▶ TO DO: Find every line in the material below that contains the word "cushion" and copy each of those lines.

━━━━━ DATA SHOWN ━━━━━

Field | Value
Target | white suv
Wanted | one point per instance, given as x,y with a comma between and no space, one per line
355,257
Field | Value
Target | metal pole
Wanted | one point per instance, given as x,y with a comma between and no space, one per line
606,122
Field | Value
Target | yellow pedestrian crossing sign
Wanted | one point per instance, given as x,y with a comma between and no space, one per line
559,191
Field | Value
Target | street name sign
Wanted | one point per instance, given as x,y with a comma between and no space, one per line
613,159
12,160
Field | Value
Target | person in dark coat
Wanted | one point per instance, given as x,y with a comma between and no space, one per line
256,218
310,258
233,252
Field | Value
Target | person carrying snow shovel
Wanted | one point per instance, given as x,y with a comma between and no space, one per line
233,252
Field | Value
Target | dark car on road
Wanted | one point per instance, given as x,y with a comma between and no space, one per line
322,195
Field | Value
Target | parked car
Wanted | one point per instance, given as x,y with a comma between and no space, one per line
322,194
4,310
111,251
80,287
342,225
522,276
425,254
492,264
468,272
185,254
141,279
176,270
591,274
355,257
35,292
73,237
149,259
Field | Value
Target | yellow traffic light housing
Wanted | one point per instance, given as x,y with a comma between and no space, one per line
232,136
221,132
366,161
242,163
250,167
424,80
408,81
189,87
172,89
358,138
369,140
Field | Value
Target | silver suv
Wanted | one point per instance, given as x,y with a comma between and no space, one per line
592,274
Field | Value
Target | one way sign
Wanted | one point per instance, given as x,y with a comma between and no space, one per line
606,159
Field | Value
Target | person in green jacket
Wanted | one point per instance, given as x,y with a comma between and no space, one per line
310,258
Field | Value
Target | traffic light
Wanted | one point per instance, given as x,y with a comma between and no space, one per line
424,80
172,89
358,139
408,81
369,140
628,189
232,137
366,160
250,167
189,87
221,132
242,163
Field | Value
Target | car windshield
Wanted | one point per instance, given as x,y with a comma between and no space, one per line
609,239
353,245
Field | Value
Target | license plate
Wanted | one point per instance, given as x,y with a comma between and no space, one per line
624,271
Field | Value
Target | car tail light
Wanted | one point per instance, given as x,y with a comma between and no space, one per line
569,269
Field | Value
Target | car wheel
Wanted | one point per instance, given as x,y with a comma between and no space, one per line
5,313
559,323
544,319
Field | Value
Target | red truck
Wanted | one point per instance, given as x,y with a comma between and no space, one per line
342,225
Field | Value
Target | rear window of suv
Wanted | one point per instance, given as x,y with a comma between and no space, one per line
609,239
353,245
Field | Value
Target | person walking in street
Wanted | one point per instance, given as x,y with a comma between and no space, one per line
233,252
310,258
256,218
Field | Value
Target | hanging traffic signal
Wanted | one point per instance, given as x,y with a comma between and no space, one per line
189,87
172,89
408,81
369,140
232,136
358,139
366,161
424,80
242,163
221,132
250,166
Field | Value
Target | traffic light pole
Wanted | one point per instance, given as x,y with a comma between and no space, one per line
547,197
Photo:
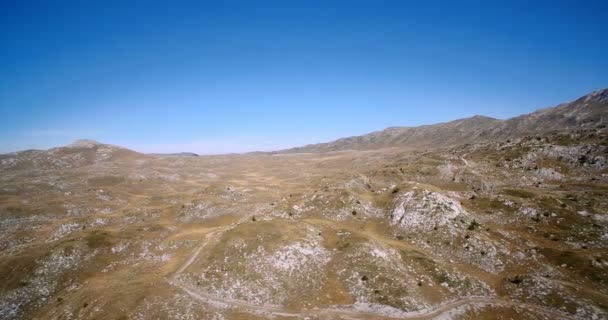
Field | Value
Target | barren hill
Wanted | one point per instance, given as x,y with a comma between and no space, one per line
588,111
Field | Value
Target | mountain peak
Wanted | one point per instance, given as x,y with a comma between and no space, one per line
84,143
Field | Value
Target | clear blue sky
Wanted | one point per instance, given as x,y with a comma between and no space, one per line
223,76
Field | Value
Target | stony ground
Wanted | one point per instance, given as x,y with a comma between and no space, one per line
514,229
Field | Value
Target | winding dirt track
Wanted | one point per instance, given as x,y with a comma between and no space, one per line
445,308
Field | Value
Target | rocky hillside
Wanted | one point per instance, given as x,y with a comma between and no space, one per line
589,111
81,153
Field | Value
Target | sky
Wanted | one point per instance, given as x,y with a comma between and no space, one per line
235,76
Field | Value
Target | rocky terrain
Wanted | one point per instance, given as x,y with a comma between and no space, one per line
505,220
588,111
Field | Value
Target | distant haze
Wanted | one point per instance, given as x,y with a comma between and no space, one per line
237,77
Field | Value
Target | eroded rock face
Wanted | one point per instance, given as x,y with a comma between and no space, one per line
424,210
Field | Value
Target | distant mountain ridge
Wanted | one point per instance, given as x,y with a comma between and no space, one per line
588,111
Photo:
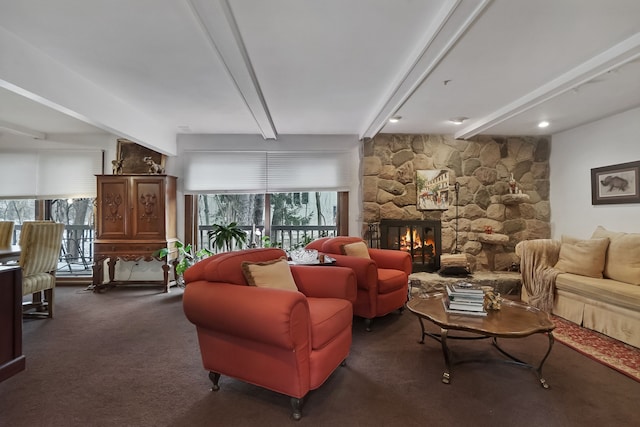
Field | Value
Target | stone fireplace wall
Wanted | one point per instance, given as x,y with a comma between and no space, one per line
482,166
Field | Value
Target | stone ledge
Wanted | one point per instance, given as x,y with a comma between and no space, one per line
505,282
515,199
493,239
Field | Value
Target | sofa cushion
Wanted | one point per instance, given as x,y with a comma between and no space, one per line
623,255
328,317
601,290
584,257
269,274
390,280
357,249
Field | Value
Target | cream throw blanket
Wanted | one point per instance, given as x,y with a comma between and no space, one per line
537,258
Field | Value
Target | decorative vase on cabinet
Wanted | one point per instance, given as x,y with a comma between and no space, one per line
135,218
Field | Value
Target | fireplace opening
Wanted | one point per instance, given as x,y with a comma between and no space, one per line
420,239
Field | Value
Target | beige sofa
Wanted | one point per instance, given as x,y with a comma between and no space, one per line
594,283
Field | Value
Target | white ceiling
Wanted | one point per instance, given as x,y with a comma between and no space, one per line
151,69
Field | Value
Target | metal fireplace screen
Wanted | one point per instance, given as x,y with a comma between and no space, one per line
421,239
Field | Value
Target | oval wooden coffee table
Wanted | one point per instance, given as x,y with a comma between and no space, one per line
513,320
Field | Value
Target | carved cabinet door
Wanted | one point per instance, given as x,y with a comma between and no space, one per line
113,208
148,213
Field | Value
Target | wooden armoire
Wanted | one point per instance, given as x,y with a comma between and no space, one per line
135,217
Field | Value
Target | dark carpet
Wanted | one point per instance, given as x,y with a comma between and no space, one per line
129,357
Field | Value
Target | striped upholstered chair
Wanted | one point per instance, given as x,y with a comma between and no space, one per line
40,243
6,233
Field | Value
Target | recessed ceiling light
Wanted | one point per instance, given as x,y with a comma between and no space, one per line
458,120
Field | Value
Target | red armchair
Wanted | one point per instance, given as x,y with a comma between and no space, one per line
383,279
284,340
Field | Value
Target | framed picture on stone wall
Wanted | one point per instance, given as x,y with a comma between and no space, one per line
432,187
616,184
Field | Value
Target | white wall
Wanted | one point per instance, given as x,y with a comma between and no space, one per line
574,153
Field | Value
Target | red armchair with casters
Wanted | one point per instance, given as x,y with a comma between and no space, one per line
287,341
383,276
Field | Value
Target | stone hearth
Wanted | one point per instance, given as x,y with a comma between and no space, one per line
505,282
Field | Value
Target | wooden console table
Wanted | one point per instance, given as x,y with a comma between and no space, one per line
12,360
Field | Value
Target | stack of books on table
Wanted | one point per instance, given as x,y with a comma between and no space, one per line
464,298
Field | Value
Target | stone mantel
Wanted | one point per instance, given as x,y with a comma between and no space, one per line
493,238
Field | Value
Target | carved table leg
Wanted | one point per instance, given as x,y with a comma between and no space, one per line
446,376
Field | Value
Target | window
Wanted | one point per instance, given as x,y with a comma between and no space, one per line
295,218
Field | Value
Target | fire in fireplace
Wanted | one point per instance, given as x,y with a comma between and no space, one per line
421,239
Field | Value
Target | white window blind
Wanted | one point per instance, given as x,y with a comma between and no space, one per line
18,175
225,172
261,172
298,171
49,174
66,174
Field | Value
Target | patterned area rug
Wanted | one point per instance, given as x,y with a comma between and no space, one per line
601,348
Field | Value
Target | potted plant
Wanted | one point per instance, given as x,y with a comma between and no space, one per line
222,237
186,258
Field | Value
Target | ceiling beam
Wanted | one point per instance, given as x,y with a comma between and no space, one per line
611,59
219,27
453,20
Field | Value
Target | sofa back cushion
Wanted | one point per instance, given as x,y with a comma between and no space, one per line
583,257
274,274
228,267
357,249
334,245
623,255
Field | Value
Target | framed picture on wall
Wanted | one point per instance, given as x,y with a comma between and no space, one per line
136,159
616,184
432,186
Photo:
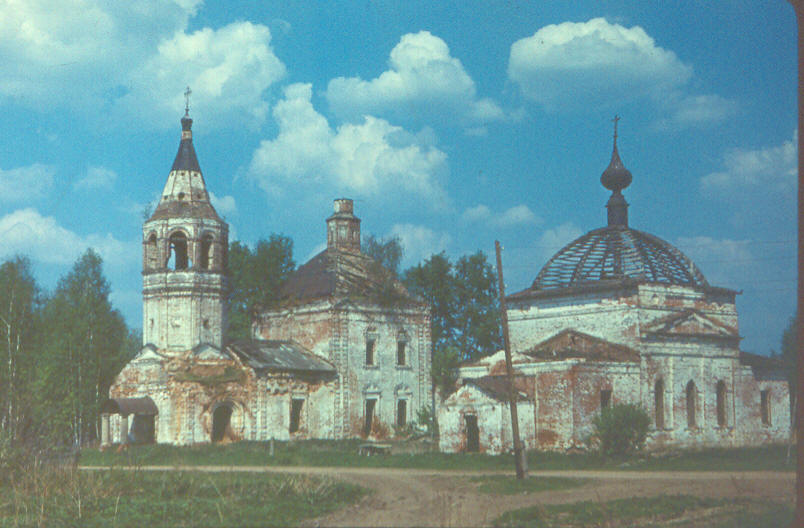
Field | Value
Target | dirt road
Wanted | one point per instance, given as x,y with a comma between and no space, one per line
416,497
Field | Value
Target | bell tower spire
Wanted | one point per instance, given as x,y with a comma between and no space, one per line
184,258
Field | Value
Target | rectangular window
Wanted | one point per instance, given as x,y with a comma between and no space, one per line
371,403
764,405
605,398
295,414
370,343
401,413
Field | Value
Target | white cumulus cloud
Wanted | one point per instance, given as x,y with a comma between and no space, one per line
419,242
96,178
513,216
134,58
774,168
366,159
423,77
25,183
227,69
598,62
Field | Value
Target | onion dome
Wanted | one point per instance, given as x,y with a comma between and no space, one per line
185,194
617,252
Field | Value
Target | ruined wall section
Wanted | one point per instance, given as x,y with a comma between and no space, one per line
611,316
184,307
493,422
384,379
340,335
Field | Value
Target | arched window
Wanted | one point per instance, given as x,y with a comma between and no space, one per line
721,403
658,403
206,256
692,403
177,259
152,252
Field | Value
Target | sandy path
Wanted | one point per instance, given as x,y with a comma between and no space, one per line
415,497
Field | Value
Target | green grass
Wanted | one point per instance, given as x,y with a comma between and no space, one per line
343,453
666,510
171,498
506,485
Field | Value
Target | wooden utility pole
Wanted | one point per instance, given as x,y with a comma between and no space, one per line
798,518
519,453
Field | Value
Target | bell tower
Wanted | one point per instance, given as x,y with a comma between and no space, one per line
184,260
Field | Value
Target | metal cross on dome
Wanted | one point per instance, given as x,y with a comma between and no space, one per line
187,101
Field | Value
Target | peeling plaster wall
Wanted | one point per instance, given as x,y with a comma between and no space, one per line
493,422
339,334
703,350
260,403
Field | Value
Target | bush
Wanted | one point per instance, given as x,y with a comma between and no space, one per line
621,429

━━━━━

▶ COMPLETED TASK:
Target | sofa cushion
Target | sofa back cushion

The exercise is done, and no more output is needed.